**Problems to work on**:
a - How would you render the sentence "We know from Gramsci that coercion is not cheap." from the extract on police violence in Spanish?
b - Could you carry the extract on police violence further, picking up right after its final sentence?

**Extract**:
We know from Gramsci that coercion is not cheap. Violence also requires the reproduction of consent to racial capitalism and part of this comes through the copspeak definition of reality. One of these is the police definition of force, a concept that refers to physical coercion and the “capacity to convince and control” (110). As the state has delegated legitimate violence to the police, criticisms of the use of “excessive force” or “unjustified force” end up sustaining the legitimacy of police violence. In copspeak, “force is the use of physical coercion to impose order, whereas violence is the domain of criminals and criminality and is the very thing that police force is arrayed against” (111). The counter-definition to this police view is that police is violence, it is force, it is enacted routinely, it is the fear of its routine practice.
“Legal violence is the principal dynamic that renders an equal exchange between cop and non-cop an impossibility” (103).
So, rather than the story that police tell of the thin blue line separating civilization from savagery, Correia and Wall want us to recognize “police as they are: an armed wing of the state out to defend the status quo, out to keep you in your place, out to protect business interests. Nothing more” (87). But there is something more. In their entries on Rape and the Body Cavity Search, Correia and Wall articulate how each of these forms of violence are central to policing, settler colonialism, and racial domination.
“This is because police power is a patriarchal power. The security state, including police, is animated by a masculine logic that seeks to call domination, in all its forms, protection” (48).
While articulating the relationship between (hetero)patriarchal power and the police in this passage, I find it troubling that the authors do not consistently draw feminist conclusions throughout the book. For example, the Rape entry concludes, “As long as we have cops and capitalism, we’ll have Officer Holtzclaws” (50). I have to insist that as long as we have heteropatriarchy and racial capitalism, which is to say gendered and sexualized racism, we’ll have state sexual violence.
I am glad that these necessary entries are here, but I want to push for an analysis of police and its abolition more fully informed by Black feminist praxis. Andrea Ritchie’s Invisible No More does this work and follows on her book Queer (In)Justice: The Criminalization of LGBT People in the United States (2011) written with Joey Mogul and Kay Whitlock. Another key text is Beth Richie’s Arrested Justice: Black Women, Violence, and America’s Prison Nation. For Richie—a longtime activist in the anti-violence movement, co-founder of INCITE!, and professor of African American Studies and Criminology, Law and Justice at UIUC—the prison nation “reflects the ideological and public policy shifts that have led to the increased criminalization of disenfranchised communities of colors, more aggressive law enforcement strategies for norm-violating behavior, and an undermining of civil and human rights of marginalized groups” (3). Her concept prison nation
“points directly to the conditions that have made violence against Black women worse in recent years. The term connotes the set of conditions that surround the abuse; externally imposed state policies that control marginalized communities and limit access to services, resources, and power” (17).

**Provided data**:
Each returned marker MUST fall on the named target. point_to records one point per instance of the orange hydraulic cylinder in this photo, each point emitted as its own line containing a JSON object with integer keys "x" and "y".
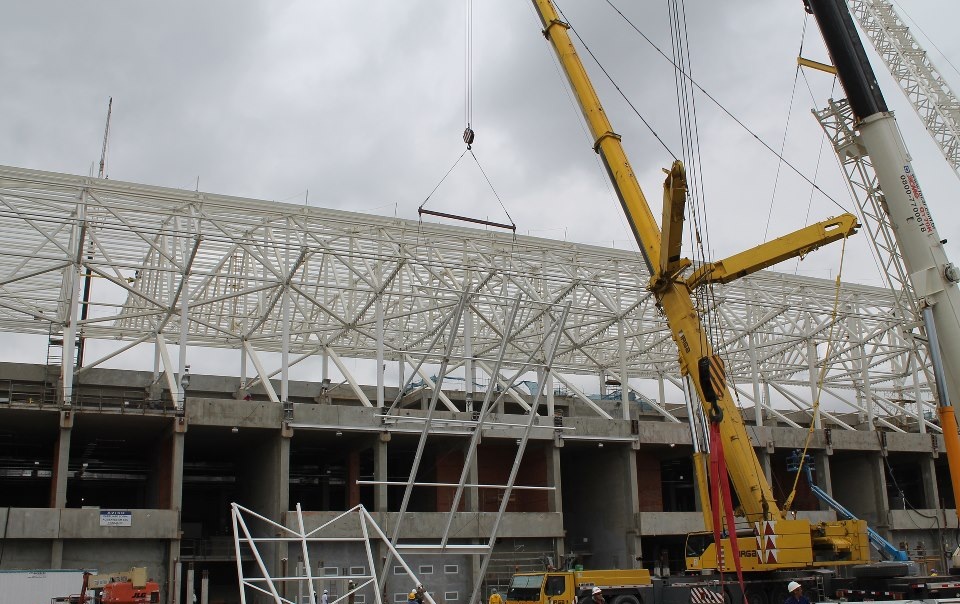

**Results of the exercise**:
a - Sabemos por Gramsci que la coerción no es barata.

b -
Within a prison nation, failure to follow heteropatriarchal norms of loving (in public and private spaces) or family composition create the conditions for violence for marginalized Black women in particular.
This analysis confronts the everywoman paradigm created by the antiviolence movement, which created an understanding of domestic or IPV as social and not personal or private, but also failed to advance an analysis of gendered and sexual violence as uneven and interlocking with class and race. The articulation of the everywoman paradigm with the carceral state has facilitated the expansion of policing and prison nation. Richie concludes, “While one could argue that a conservative state agenda creates limitations for all women, ideological and substantive control of gender and sexuality are worse for Black women in communities that have been disadvantaged by divestment” (163).
Richie’s black feminist analysis is fundamental to understanding the scope of police abolition. If we return to Correia and Wall’s entry on the Patrol, we come to understand that the patrol is a particular production of space, and here they focus on how private property is “made, how it is defended, and how it comes to be so taken for granted that no discussion of its politics is even necessary” (177). In their entry on The Public, they talk about the “highly racialized, classed, and gendered dynamics of the public” (262).
“When certain publics take to public space to resist or contest the public authority and its role in inequality and injustice, then it is only a matter of asserting public order, or the security of the public good, over public space and public assembly” (263).
Yes, and there is more. The specificity of why “it could be panhandlers in one place, or sex workers in another, or Native trans women in another” (262-3) is consequential and requires an intersectional account. To draw an example from Richie, when in 2006, a group of self-identified Black lesbian women friends (among them Terrain Dandridge, Renata Hill, Vernice Brown, Patreese Johnson, who became known as the NJ4) were arrested after defending themselves from homophobic street harassment and assault, they were the ones who were arrested by police and charged with ‘gang assault’. Their presence in public in the now gentrified Greenwich Village is a story of the police view of order and private property, in Correia and Wall’s terms. It is also a story of racialized heteropatriarchy in which these women did not have the right to defend themselves (we can think here of Mariame Kaba’s work on No Selves to Defend or CeCe McDonald’s analysis of her imprisonment for self-defense).
Moreover, while the police may make “no distinction between public and private” space (157), their violation of Black private space—Black homes (think of the death of Eleanor Bumpurs alone) and Black collective spaces of organizing and worship—is about more than the defense of private property. These are also violations of Black geographies and collectivities. So, when throughout the book the authors address “you” the reader, and remind us that the police are “out to defend the status quo, out to keep you in your place” (50), this “you” is not a singular subject position, but one structured through racialized heteropartiarchy within conditions of racial capitalism and settler occupation. Not every “you” is equally vulnerable to police violence.
Another reason why more fully centering the insights of Black feminism is so crucial to abolition—police and otherwise—is because reform is being implemented in the name of feminism and gender-responsiveness. The notion of the police as protectors is re-legitimated in the name of protecting her from dangers facing everywoman, a reboot of the white supremacist conceit that white womanhood needs to be protected from Black, brown, and Chinese immigrant men. As Sarah Haley (2016) observes, this construct applied to a particular segment of white women, and created greater vulnerability to state violence for Black women and men.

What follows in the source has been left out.